[Task to complete] In the text about brands and their suppliers, list each thing the Transformers Foundation Supplier Community was launched to let suppliers do.

Whether it’s reducing manufacturing emissions or avoiding cotton from Xinjiang, it’s up to suppliers to fulfil the sustainability promises that brands make to their customers and investors. Yet, most of the time, brands are telling — rather than asking — suppliers how to do that work and ignoring their expertise. This is a recipe for failure.
Increasingly, suppliers want a seat at the table. They want to do away with generic sets of instructions that brands devise internally but do not match the realities of the supply chain. And they’re taking action. In recent months, suppliers have been carving out new ways to get their voices heard, both with brands and with one another, in hopes of accelerating sustainability progress in an industry where the pace of change has not kept up with the rate of promises or the urgency of the problem.
With the tagline “sustainability starts with producers”, the Transformers Foundation Supplier Community launched earlier this year with the goal of creating a space for suppliers — and only suppliers, but from any tier of production — to engage with each other, join industry councils, participate in developing or endorsing reports, and receive monthly updates of resources and events. The updates are “vetted by people who actually know a thing or two about production”, the foundation says.
The Asia Garment Hub, a joint initiative of German development agency GIZ’s regional project Fabric and the ILO’s Decent Work in Garment Supply Chains Asia project, has also been convening monthly supplier meetups for about the last year. They are attracting strong attendance, organisers and participating suppliers say, and cater to a need that the industry has largely overlooked. Participants, who agree to keep attendance anonymous, say these sessions have become safe spaces to share frustrations and challenges with one another, brainstorm potential solutions and overall engage in conversations there might not otherwise be a forum for. The Sustainable Apparel Forum, whose latest edition is taking place in Dhaka, Bangladesh, today, is adding further impetus.
The disconnect between brands and suppliers has frustrated many in the industry for decades, and the stakes may be higher than ever as climate efforts ramp up. “Brands will ask us to fast track decarbonisation work while at the same time [asking for] discounts,” says Vidhura Ralapanawe, EVP of innovation and sustainability at Epic Group, an apparel manufacturer headquartered in Hong Kong. “We have never got to a conversation where we are talking about decarbonisation as a collective aspiration, a collective goal and a collective strategy. My fear is that without having that conversation, we are going to fail.”

Records from a pointing dataset:
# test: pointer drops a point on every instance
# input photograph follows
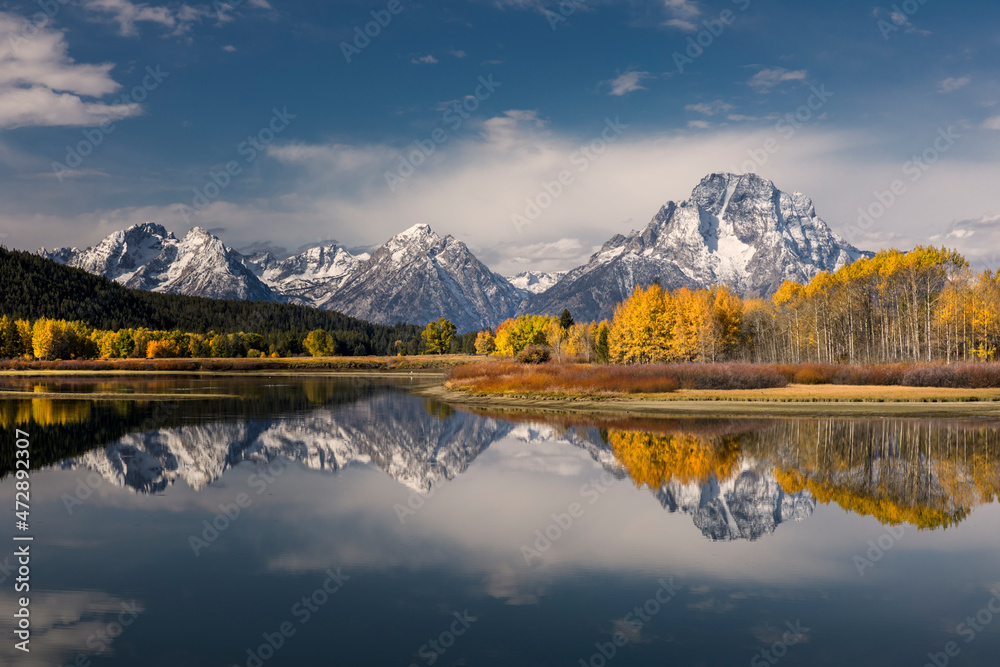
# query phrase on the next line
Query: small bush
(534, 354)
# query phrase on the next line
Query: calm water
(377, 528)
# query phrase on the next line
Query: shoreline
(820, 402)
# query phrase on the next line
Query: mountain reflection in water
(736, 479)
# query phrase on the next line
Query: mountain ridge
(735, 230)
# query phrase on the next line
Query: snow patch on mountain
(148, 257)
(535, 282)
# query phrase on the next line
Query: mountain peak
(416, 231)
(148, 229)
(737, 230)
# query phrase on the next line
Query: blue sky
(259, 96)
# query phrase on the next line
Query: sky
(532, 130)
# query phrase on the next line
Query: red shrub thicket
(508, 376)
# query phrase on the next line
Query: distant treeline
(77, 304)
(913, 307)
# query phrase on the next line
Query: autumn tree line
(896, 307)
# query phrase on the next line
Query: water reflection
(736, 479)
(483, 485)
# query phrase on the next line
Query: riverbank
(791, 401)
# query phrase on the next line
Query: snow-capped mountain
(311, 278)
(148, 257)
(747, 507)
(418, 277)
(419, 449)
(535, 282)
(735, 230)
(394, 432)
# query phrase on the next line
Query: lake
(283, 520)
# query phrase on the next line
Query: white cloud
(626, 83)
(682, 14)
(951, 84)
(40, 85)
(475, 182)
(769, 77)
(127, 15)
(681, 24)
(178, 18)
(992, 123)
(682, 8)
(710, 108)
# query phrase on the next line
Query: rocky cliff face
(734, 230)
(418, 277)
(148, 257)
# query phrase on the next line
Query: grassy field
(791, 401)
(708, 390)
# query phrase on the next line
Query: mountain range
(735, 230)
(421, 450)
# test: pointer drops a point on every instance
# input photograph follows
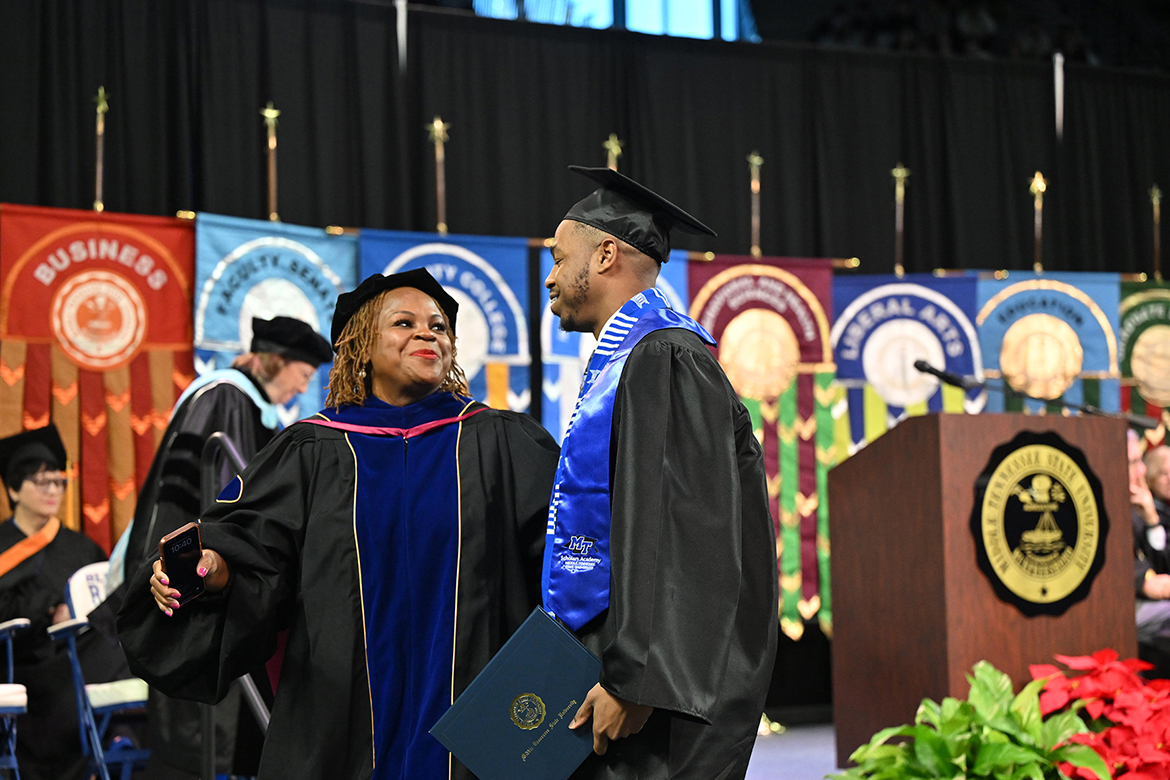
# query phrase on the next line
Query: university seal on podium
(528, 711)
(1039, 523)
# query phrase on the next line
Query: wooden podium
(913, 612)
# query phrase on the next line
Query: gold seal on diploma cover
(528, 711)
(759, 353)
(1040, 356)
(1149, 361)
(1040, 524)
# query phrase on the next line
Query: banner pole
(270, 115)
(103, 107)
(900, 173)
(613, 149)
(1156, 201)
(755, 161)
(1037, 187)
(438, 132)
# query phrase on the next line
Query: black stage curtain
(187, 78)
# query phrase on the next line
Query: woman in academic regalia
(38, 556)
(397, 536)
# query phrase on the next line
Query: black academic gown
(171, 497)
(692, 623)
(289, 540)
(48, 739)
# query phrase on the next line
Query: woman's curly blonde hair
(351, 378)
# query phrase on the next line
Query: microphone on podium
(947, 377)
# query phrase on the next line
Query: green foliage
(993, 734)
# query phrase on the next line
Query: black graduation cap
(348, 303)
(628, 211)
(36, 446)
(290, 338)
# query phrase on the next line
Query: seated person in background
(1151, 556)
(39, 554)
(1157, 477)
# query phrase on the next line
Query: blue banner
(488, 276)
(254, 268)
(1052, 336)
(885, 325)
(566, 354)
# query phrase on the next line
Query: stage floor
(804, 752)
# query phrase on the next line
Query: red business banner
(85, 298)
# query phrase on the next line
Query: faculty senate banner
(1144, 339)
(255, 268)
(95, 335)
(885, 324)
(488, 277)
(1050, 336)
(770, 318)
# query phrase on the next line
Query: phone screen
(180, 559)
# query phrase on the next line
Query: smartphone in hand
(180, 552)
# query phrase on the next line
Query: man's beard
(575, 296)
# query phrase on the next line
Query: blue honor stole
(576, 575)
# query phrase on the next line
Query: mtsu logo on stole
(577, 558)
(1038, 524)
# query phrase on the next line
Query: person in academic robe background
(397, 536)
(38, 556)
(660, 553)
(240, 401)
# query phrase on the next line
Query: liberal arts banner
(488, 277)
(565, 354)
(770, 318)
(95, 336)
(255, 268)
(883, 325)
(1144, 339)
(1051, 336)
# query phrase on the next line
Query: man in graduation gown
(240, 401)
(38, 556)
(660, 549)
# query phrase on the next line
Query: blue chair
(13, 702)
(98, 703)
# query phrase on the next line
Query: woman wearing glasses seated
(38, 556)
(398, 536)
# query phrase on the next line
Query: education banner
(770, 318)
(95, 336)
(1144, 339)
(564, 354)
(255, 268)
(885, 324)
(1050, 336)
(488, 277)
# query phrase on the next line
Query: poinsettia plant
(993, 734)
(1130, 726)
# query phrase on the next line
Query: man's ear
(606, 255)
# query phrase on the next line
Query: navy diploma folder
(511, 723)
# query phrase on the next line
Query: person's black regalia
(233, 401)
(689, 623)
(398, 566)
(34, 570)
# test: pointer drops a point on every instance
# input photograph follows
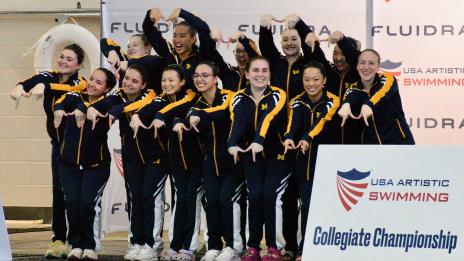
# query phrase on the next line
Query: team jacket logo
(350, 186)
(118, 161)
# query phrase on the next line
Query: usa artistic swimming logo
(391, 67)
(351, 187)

==

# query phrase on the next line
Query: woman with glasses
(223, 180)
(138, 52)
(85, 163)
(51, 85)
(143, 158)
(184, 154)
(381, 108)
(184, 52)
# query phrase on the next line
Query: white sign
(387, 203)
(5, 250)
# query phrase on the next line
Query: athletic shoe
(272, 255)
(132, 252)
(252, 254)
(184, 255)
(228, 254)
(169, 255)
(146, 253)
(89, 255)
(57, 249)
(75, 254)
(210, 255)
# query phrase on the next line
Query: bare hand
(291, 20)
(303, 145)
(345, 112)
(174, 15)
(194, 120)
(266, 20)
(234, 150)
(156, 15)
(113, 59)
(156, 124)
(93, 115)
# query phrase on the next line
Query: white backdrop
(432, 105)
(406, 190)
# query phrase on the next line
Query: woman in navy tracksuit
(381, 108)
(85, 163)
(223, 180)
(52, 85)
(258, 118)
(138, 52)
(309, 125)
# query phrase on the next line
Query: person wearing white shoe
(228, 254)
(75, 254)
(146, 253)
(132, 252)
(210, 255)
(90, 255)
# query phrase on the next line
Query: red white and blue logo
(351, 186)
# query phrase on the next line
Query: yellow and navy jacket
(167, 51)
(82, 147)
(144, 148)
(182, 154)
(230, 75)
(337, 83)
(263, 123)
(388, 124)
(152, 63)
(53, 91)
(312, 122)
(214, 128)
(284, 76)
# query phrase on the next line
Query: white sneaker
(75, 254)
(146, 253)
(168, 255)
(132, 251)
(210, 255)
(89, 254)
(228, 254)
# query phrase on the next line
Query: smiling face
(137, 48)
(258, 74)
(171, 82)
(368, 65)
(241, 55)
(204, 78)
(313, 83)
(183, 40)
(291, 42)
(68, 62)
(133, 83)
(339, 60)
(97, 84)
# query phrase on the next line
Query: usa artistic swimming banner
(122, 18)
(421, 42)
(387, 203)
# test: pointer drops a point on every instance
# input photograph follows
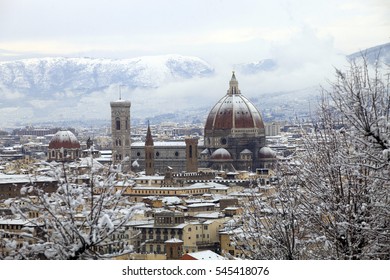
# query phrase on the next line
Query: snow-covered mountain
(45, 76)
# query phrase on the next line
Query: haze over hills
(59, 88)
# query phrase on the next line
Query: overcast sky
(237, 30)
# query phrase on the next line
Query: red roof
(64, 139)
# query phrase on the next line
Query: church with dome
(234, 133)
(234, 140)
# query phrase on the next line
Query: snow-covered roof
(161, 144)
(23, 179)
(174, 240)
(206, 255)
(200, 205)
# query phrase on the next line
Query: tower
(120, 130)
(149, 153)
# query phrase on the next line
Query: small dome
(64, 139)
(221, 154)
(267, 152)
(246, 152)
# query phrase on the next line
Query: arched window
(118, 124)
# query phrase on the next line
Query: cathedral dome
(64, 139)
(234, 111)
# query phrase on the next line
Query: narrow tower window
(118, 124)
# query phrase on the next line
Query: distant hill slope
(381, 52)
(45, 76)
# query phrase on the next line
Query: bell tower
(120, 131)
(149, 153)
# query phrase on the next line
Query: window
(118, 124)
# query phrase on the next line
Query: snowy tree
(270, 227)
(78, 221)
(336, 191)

[Solution]
- Engage with each other
- Join industry councils
- Participate in developing or endorsing reports
- Receive monthly updates of resources and events